Write the next part of the mailing-list message below on how browsers display %-encoded URIs, starting after its last sentence.

#### GIVEN PASSAGE:
○ ○ ○ ○ ○
RE: How browsers display URIs with %-encoding (Opera/Firefox FAIL) from Phillips, Addison on 2011-07-26 (public-iri@w3.org from July 2011)

From: Phillips, Addison <addison@lab126.com>
Date: Tue, 26 Jul 2011 08:54:35 -0700
To: Boris Zbarsky <bzbarsky@MIT.EDU>, "Martin J. Dürst" <duerst@it.aoyama.ac.jp>, "PUBLIC-IRI@W3.ORG" <PUBLIC-IRI@w3.org>
Message-ID: <131F80DEA635F044946897AFDA9AC3476A94986470@EX-SEA31-D.ant.amazon.com>
(Excuse me for top-posting)

I think I agree with your comment on the %FC case, Boris: if you have an explicit byte escape, one has to assume that the explicit escape is what is desired.

The other problem this thread is trying to deal with, though, is the use of "real" IRIs. If you have "/Dürst" in your path, the u-umlaut character might be represented in the file system of the server by the byte 0xFC, but it's really the character U+00FC and should be a two-byte sequence when the IRI is converted to a URI. The fact that legacy servers expect bytes in some unknown encoding is actually a problem that IRI helps to solve. Yes, those bytes generally encode characters and not random binary stuff. But by using a well-known encoding (UTF-8) on the wire, the server has a chance of being able to decode the bytes to use in the path: the server has better information about its filesystems than does the remote user.
○ ○ ○ ○ ○
#### GIVEN RECORDS:
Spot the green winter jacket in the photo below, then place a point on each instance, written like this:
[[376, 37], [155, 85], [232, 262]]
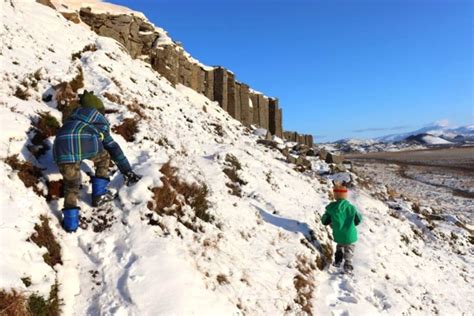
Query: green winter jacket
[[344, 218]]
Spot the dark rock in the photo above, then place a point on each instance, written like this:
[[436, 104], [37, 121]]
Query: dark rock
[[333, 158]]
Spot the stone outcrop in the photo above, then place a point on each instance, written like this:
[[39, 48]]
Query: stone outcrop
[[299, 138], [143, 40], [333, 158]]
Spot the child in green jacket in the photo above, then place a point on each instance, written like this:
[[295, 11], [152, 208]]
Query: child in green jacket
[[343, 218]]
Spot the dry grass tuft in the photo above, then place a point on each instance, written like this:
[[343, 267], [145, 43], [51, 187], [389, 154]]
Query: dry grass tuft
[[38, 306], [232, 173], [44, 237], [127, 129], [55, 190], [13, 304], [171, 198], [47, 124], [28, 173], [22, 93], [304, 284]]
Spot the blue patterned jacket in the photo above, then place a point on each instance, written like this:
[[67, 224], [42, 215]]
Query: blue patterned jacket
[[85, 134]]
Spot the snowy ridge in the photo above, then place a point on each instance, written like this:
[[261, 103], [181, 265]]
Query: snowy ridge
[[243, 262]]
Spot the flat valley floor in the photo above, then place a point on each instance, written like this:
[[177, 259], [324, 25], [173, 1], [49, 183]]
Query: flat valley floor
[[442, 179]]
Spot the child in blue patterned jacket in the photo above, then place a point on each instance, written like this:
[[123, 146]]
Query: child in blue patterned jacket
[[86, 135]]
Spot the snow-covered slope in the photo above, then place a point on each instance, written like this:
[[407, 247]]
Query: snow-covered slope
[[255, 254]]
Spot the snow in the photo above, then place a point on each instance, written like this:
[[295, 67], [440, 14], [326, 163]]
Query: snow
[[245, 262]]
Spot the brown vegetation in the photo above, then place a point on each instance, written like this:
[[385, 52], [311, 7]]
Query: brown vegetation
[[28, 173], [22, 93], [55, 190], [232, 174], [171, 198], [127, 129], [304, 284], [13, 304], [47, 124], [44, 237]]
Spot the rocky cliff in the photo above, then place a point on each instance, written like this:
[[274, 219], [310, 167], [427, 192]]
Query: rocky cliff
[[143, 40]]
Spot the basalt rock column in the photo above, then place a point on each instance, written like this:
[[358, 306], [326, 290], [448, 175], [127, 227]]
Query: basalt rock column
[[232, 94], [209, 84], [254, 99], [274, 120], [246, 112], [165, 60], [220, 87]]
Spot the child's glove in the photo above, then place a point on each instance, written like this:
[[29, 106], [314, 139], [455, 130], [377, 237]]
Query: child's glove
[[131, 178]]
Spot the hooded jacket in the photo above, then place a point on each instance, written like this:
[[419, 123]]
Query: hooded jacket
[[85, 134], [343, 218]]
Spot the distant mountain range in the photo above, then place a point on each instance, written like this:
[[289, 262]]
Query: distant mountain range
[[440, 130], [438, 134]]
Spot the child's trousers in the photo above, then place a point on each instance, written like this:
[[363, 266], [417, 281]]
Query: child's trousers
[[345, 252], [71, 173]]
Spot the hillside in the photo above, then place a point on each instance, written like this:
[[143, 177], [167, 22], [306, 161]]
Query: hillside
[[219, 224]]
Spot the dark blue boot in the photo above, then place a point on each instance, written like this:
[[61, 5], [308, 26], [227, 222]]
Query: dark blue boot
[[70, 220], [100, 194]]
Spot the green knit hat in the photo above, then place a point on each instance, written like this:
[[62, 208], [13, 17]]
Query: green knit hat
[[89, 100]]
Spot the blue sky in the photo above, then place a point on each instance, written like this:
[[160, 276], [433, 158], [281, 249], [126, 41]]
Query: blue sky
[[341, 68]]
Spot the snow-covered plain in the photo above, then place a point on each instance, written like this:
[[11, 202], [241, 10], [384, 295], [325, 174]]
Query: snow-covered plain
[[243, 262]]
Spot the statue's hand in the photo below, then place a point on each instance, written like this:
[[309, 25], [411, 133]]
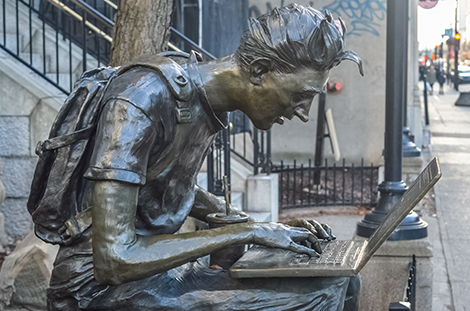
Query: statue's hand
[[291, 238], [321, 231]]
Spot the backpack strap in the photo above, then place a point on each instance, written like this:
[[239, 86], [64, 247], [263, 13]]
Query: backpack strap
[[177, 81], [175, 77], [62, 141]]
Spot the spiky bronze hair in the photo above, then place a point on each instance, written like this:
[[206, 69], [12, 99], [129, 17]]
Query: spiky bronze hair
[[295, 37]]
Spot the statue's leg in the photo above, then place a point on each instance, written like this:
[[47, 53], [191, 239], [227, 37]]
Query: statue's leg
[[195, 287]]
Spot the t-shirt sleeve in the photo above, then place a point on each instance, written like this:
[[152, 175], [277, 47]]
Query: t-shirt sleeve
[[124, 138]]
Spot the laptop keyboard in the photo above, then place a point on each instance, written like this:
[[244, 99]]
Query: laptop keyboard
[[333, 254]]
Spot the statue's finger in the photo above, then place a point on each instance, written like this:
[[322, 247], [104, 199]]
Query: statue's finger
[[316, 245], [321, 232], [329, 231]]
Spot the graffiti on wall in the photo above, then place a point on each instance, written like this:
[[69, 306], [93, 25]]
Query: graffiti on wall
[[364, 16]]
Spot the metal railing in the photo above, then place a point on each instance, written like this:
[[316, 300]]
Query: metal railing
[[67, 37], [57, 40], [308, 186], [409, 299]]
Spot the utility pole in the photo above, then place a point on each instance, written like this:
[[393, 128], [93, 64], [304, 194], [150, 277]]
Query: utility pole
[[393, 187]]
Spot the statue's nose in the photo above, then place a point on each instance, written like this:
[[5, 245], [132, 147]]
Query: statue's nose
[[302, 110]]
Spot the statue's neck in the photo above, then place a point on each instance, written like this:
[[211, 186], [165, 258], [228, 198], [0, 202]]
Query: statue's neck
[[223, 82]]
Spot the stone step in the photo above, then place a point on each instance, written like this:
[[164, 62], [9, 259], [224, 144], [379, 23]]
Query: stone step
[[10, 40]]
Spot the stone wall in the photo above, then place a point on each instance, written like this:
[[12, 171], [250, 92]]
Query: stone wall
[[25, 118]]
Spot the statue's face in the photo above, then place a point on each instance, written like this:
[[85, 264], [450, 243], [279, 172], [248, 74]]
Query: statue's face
○ ○ ○ ○ ○
#### RESULT FOR THIS EXERCISE:
One problem: if you unescape a URI into an IRI, you lose the original byte value. There is nothing that says that the %FC URI has to appear in a Latin-1 page. It could just as well be a link pasted into a Japanese document in Shift_JIS. Or in a UTF-8 document.

I guess what I'm saying is: 

1. The IRI rules should apply when going from Unicode string to URI (use UTF-8 to percent encoding up to the query)

2. The URI rules should apply when going from URI to IRI (decode to bytes)

  a. if the bytes form a valid UTF-8 sequence (they should in an IRI), then interpret the sequence of bytes as characters. That is, %C3%BC -> ü

 ["valid UTF-8" means "a byte sequence that completely decodes to a sequence of Unicode code points according to the rules in Unicode including the non-shortest-form rule." Unlike most encodings, the bit pattern of UTF-8 allows one to say if a sequence is malformed.]

  b. If the bytes do NOT form a valid UTF-8 sequence, then interpret the sequence of bytes as bytes. User agents may choose to apply an arbitrary character encoding (such as the page encoding) to the display of the URI, but MUST NOT reinterpret the bytes as characters in an IRI. That is, %FC -> 0xFC (which may be displayed as u-umlaut in a Latin-1 context). Copy or follow operations use the original %FC. The author must have put that byte there for a reason---if they meant u-umlaut, they would have used an IRI. Yes, this has implications for the address bar of browsers.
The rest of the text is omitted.